(Dataset rows showing where objects appear)

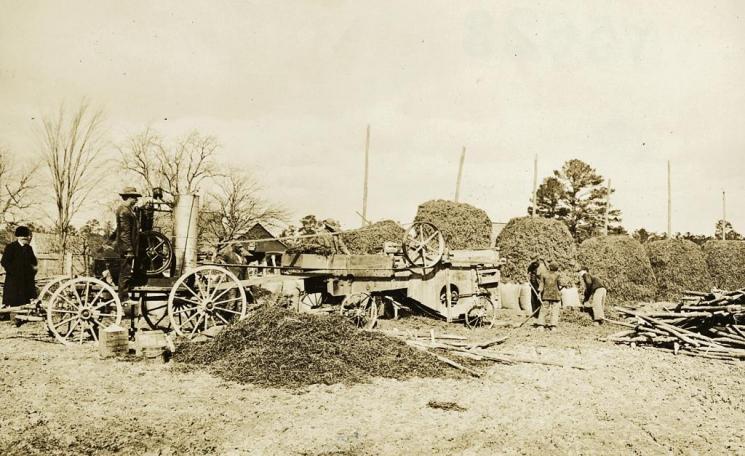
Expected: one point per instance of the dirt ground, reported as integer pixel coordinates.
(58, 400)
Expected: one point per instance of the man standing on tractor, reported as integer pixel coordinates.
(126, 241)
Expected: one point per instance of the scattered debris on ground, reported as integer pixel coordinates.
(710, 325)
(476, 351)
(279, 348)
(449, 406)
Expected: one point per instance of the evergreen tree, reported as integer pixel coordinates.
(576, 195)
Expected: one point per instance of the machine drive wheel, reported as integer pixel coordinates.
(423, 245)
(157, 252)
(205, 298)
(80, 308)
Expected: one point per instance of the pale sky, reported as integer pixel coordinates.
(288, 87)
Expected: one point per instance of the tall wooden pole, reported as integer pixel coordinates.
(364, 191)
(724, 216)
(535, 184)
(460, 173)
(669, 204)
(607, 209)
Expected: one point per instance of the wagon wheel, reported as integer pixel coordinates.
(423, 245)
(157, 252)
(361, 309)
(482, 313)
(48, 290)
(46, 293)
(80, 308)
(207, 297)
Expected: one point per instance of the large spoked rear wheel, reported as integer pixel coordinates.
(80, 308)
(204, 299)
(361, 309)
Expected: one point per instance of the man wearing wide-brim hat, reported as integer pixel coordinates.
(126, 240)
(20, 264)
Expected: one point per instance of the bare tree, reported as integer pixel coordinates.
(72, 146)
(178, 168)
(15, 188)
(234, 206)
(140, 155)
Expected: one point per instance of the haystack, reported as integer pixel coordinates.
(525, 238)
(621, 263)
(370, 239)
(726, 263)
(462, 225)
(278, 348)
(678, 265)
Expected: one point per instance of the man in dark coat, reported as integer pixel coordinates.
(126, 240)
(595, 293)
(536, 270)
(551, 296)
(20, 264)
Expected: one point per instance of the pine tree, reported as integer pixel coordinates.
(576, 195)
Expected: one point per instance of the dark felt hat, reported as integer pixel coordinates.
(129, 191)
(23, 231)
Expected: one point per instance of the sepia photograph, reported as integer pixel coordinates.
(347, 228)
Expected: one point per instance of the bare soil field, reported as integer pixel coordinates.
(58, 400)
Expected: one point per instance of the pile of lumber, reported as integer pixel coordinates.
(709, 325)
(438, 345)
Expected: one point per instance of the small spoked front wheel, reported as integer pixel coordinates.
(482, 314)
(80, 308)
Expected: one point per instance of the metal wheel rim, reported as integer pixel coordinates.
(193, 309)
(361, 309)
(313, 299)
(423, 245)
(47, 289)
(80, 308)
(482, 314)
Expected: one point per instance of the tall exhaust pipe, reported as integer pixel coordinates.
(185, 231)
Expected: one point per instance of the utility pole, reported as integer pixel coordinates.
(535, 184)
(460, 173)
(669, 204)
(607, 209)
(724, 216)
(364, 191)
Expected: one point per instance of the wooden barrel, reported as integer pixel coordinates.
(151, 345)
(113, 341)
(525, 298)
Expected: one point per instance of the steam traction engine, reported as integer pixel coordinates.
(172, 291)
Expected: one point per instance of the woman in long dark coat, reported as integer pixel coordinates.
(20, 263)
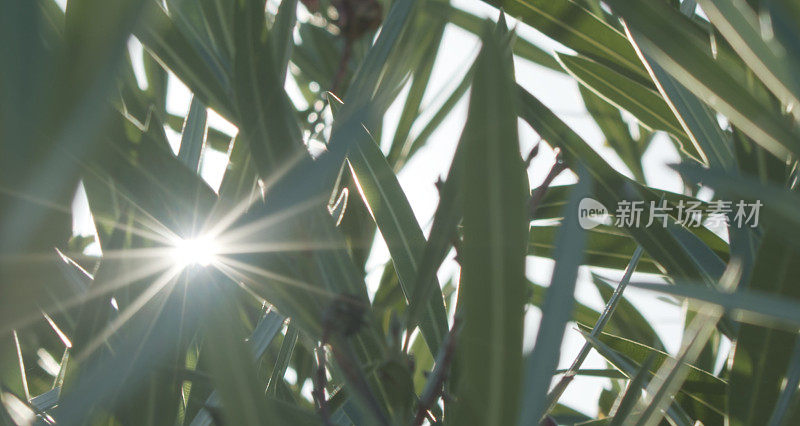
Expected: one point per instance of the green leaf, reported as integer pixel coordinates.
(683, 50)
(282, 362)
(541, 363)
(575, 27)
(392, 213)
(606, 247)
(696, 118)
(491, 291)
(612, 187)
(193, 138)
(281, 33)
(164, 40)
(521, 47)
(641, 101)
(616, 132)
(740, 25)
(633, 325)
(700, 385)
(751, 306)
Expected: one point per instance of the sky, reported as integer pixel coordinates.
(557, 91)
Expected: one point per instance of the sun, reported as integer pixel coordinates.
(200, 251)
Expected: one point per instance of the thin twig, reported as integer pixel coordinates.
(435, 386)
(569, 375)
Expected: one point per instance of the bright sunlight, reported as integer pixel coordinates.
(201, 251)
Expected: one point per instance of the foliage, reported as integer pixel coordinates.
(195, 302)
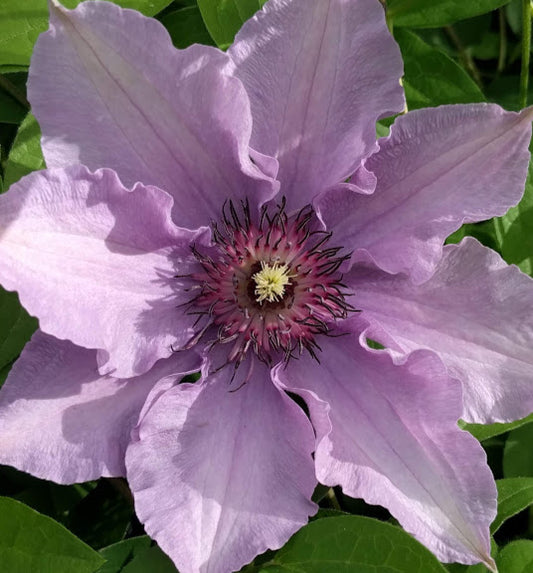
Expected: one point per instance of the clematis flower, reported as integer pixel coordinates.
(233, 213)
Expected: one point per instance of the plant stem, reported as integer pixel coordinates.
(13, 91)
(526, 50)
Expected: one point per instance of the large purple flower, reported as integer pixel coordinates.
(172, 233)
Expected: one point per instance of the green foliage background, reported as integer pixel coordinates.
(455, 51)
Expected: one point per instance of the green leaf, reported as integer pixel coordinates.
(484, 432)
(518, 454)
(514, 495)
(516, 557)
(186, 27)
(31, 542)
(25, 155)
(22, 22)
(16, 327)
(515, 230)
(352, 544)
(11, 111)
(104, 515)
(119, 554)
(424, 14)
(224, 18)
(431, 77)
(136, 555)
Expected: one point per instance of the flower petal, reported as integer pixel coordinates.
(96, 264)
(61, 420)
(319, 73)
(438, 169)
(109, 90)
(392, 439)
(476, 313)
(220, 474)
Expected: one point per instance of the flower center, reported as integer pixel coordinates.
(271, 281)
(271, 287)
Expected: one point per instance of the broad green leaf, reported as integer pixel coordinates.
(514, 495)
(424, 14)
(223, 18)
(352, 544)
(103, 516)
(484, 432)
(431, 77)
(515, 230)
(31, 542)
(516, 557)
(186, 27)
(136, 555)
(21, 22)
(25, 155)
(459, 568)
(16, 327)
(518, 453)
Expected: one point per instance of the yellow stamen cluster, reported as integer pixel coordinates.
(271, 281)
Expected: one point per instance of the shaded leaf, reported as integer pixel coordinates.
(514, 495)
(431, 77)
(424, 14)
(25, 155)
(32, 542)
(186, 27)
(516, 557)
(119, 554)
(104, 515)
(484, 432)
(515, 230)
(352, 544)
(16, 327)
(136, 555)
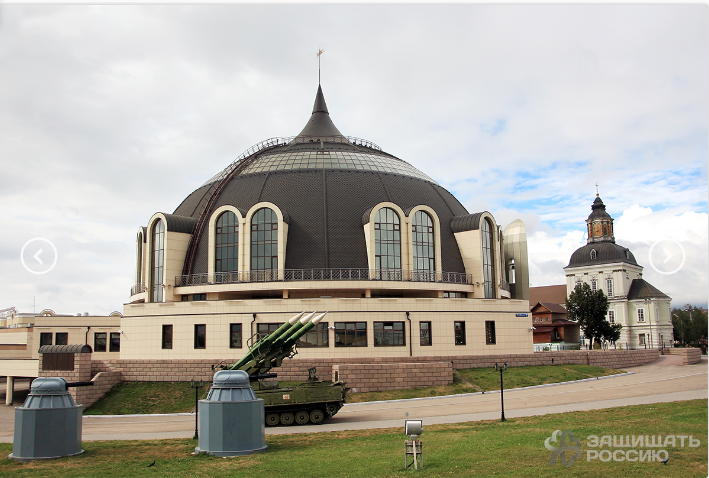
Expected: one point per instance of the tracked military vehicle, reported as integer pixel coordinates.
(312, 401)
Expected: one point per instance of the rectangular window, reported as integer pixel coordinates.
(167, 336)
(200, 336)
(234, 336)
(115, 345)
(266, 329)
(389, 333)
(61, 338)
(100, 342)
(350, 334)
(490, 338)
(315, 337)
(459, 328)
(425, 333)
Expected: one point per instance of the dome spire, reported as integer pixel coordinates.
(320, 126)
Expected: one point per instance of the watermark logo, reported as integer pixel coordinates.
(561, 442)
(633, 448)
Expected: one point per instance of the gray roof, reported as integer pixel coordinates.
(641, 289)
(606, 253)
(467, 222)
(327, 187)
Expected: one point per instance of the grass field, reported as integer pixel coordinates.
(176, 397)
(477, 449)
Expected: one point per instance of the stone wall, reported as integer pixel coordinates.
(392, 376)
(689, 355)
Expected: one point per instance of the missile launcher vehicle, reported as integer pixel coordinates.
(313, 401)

---

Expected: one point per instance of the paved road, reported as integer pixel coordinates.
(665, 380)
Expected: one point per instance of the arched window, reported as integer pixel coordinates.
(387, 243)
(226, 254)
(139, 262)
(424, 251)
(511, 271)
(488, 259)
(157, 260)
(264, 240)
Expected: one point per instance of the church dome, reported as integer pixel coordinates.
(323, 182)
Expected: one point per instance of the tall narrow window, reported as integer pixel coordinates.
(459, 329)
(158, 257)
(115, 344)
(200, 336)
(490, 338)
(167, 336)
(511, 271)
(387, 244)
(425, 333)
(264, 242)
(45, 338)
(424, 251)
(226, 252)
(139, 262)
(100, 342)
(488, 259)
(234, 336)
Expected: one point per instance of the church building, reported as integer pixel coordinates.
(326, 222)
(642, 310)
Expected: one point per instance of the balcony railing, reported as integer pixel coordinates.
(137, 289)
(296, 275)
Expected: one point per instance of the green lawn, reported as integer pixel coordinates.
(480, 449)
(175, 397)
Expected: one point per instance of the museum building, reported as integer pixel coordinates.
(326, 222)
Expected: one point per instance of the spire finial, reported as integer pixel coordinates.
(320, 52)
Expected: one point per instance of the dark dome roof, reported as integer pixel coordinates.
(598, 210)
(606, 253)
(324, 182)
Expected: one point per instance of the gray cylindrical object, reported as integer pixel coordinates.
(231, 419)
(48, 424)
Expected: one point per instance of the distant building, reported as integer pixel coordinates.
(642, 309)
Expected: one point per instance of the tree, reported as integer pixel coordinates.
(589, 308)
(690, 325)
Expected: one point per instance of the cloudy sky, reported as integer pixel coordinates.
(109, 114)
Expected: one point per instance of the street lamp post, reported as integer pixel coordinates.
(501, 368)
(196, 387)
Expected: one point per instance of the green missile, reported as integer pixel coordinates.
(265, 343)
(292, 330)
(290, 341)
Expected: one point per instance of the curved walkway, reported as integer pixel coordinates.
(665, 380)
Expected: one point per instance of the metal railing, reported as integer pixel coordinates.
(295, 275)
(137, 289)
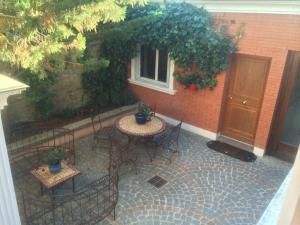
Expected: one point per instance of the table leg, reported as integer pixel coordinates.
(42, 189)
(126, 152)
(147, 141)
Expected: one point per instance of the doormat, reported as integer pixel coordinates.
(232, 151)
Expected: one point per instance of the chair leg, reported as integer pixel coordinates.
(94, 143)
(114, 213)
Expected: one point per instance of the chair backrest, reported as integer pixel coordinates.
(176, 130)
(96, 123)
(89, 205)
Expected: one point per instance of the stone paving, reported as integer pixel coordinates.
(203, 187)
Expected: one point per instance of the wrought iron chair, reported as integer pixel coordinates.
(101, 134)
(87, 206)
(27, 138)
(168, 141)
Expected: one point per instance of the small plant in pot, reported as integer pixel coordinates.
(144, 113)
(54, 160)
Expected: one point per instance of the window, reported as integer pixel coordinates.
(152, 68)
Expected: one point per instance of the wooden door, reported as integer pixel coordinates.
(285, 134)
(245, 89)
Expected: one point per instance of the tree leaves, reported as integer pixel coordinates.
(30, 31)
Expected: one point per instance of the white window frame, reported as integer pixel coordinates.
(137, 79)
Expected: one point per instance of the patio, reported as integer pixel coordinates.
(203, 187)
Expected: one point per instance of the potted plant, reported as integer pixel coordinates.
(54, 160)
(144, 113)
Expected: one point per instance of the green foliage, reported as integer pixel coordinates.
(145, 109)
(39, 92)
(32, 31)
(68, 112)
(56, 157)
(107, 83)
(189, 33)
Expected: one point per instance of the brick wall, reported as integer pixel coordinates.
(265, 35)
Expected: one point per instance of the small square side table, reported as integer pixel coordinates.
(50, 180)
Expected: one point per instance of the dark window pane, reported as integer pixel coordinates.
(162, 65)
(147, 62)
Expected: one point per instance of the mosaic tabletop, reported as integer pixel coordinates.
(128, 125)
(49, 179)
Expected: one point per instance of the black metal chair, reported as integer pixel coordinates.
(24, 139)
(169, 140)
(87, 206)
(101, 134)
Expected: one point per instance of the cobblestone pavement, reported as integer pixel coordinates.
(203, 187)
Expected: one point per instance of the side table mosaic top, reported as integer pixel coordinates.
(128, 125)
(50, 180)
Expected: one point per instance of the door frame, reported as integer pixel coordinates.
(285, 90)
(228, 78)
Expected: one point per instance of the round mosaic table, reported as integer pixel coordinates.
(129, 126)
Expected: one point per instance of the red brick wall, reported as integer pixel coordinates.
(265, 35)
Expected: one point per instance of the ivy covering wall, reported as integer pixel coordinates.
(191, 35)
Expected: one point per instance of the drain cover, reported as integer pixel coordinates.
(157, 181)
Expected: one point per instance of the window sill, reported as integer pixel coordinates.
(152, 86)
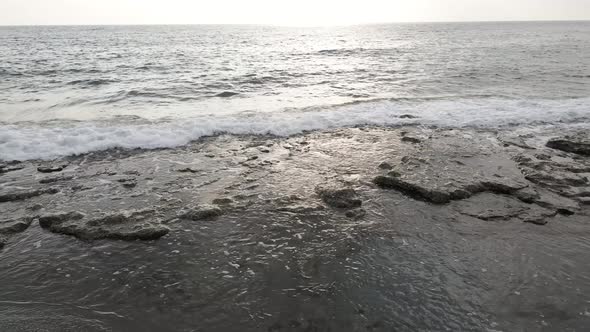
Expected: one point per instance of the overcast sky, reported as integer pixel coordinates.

Your task: How many lines of the entries above contain the word "frame"? Give only the number.

Written reply: 2